Newline and XML 1.1 | pclt.sites.yale.edu

On old IBM mainframe computers, each line of text was a separate “record” in the file. However, modern computers treat each text file as a stream of characters, one after another. To mark the end of one line and the beginning of the next, you need some control character typically called a “newline”.

Control characters were developed in the Teletype days before computers. Instead of printing a character on the page, they performed some function on the device. For example, the BEL character rang a bell to draw the attention of an operator to an important message. Other control characters started and stopped the paper tape punch. The first character (NUL with a value of 0) and the last character (DEL with a value of 127) did nothing and were useful when you wanted the machine to go idle for the amount of time it took to process one character.

The Teletype needed two separate characters to end a line and start a new line. The Carriage Return (CR) moved the print element back to the left margin of the paper, while the LineFeed (LF) character moved the paper up, advancing the print element to the new line. This may be surprising to those who remember old typewriters where the Return key did both (returning to the left margin and advancing the paper in one step).

### Raw records

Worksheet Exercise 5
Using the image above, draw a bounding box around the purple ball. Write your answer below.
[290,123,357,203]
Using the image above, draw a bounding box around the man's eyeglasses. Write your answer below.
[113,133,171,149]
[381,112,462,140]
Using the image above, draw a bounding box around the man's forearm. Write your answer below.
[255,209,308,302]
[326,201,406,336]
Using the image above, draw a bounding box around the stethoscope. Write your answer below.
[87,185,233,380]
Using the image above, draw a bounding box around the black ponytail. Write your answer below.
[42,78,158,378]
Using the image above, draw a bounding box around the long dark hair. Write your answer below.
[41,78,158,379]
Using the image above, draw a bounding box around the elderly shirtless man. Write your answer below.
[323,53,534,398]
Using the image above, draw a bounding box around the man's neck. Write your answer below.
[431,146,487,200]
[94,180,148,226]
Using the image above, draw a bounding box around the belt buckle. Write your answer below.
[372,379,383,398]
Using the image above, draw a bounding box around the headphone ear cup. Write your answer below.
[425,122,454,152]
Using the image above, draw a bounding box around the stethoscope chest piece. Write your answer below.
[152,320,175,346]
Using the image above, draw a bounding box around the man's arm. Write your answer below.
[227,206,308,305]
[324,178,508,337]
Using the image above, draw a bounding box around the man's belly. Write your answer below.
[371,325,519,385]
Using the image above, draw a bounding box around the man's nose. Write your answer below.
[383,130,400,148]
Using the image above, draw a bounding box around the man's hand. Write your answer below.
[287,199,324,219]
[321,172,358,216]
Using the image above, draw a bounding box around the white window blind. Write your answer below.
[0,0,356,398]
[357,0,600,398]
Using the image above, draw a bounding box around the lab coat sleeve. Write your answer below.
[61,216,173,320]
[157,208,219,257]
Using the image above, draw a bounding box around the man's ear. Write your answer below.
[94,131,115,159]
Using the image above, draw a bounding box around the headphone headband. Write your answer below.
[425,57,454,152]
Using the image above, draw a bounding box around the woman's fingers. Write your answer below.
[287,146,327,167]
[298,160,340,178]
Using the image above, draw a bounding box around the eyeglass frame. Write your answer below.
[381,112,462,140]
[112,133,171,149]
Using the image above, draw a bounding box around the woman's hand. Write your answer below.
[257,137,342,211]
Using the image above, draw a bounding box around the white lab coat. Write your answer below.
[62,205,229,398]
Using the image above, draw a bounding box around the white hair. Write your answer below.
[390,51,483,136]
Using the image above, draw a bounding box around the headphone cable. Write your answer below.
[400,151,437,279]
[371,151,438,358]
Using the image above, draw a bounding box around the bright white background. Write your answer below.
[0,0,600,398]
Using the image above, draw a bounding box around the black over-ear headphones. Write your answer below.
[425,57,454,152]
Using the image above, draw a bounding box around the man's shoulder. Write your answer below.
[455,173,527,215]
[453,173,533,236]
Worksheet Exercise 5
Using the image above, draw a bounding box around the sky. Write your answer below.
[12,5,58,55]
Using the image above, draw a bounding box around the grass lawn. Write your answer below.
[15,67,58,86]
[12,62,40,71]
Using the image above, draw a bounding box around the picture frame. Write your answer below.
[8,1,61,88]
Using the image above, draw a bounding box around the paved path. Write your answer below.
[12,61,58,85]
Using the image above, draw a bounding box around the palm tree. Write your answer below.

### Tasks to carry out
**1)** Print the passage on newlines and control characters word for word between "Control characters were" and "process one character.", inclusive.
**2)** Continue the passage on newlines and control characters from its last sentence.

### Responses by task
**1)**
Control characters were developed in the Teletype days before computers. Instead of printing a character on the page, they performed some function on the device. For example, the BEL character rang a bell to draw the attention of an operator to an important message. Other control characters started and stopped the paper tape punch. The first character (NUL with a value of 0) and the last character (DEL with a value of 127) did nothing and were useful when you wanted the machine to go idle for the amount of time it took to process one character.

**2)**
The Teletype was a communications device before anyone even imagined computers. From it and similar devices, there developed a set of communications standards that transitioned after computers were invented into computer communications standards. Although better devices that the old clunky teletype quickly developed with new features like lowercase letters (the Teletype was uppercase only), they retained compatibility with the Teletype conventions. This meant that every new line was identify by two characters, a CR and and LF.

The early simple operating systems did not distinguish between the stream of characters stored on disk and the stream of characters sent to the terminal device. So computers built by Digital Equipment Corporation (DEC), the second largest computer maker after IBM, separated each line on disk by the CR-LF sequence.

However, some terminals offered higher speed or better quality printing if you were prepared to tolerate special limitations. As new terminals could print characters faster, they were not always able to move the print element all the way across the paper back to the left margin in the same amount of time it took to print a single character. Since this was all mechanical, the only way to make use of such devices was to “pad” every CR character you sent them with one to three NUL characters that did nothing but allowed extra time for the print element to get all the way back across the page. That meant that a different stream of characters had to be sent to each specific device. That meant that the characters on disk could not be the same as the characters sent to each different terminal.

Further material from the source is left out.